Dataset entries
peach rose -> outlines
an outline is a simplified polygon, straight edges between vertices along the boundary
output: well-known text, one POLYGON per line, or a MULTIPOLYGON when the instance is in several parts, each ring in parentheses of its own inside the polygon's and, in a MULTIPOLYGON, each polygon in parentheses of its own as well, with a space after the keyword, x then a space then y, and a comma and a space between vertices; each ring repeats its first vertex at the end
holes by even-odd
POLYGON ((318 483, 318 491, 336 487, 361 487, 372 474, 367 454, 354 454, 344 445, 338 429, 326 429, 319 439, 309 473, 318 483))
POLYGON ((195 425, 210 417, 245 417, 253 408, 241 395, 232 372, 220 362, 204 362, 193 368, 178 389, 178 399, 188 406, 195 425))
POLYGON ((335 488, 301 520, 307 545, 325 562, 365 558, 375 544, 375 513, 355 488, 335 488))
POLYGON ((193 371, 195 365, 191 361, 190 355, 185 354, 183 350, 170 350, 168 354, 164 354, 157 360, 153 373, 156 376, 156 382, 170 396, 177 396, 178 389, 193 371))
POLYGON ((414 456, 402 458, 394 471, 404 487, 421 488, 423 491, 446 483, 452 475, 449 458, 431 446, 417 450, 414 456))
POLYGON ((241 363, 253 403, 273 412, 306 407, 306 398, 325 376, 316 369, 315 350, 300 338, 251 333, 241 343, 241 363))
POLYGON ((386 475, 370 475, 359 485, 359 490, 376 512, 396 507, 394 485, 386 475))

Task statement – Retype all the data exactly, line for line.

Result –
peach rose -> outlines
an outline is a simplified polygon, straight edges between vertices along the boundary
output: well-known text, one POLYGON per line, or a MULTIPOLYGON when the instance is in several parts, each ring in parentheses of its own inside the polygon's and, in a MULTIPOLYGON, each polygon in parentheses of its own as well, with a space after the keyword, x then a space then y, and a comma and a space between vertices; each ring repeats its first vertex at the end
holes by even-odd
POLYGON ((318 483, 318 491, 336 487, 361 487, 372 474, 367 454, 354 454, 344 445, 338 429, 326 429, 319 439, 309 473, 318 483))
POLYGON ((195 425, 210 417, 245 417, 253 408, 241 395, 232 372, 220 362, 204 362, 193 368, 178 389, 178 399, 188 406, 195 425))
POLYGON ((335 488, 301 520, 307 545, 325 562, 365 558, 375 544, 375 513, 355 488, 335 488))
POLYGON ((193 371, 195 365, 191 361, 190 355, 185 354, 183 350, 170 350, 168 354, 164 354, 157 360, 153 373, 156 376, 156 382, 170 396, 177 396, 178 389, 193 371))
POLYGON ((414 456, 402 458, 394 471, 404 487, 421 488, 423 491, 446 483, 452 475, 449 458, 431 446, 417 450, 414 456))
POLYGON ((241 363, 253 403, 273 412, 306 407, 306 398, 325 376, 316 369, 315 350, 300 338, 251 333, 241 343, 241 363))
POLYGON ((386 475, 370 475, 359 485, 359 490, 376 512, 396 507, 394 485, 386 475))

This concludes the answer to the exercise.